WHAT IS REQUIRED | Place every line of the items below into a Markdown table with two columns, Row and Line, numbering each row in order and leaving out any blank lines.

INPUT DATA |
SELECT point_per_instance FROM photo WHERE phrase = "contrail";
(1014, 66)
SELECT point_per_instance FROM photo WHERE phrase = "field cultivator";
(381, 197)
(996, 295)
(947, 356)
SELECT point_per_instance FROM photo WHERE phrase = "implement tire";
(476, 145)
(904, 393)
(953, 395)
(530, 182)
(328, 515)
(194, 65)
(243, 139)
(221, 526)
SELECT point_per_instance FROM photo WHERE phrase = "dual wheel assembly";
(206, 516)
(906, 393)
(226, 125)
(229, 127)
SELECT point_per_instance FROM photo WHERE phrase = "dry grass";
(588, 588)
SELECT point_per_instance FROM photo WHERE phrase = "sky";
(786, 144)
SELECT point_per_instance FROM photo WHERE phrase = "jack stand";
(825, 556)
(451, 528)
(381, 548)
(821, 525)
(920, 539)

EXERCISE RESULT |
| Row | Line |
|---|---|
| 1 | SELECT point_per_instance FROM photo WHERE phrase = "contrail"; |
| 2 | (1014, 66) |
| 3 | SELECT point_per_instance FROM photo WHERE phrase = "field cultivator"; |
| 4 | (381, 197) |
| 5 | (996, 295) |
| 6 | (947, 356) |
| 7 | SELECT point_per_instance FROM photo WHERE phrase = "implement tire"; |
| 8 | (476, 145) |
| 9 | (904, 393) |
| 10 | (953, 395) |
| 11 | (530, 182) |
| 12 | (328, 515) |
| 13 | (194, 65) |
| 14 | (243, 139) |
| 15 | (221, 526) |
| 16 | SELECT point_per_instance FROM photo WHERE phrase = "dual wheel assembly"; |
| 17 | (206, 516) |
| 18 | (906, 393) |
| 19 | (226, 125) |
| 20 | (229, 127) |
| 21 | SELECT point_per_instance FROM photo WHERE phrase = "dry grass"; |
| 22 | (588, 588) |
| 23 | SELECT point_per_instance FROM photo WHERE phrase = "sky"; |
| 24 | (786, 144) |
| 25 | SELECT point_per_instance FROM photo WHERE phrase = "jack stand"; |
| 26 | (825, 556) |
| 27 | (451, 528) |
| 28 | (381, 548) |
| 29 | (821, 525) |
| 30 | (920, 539) |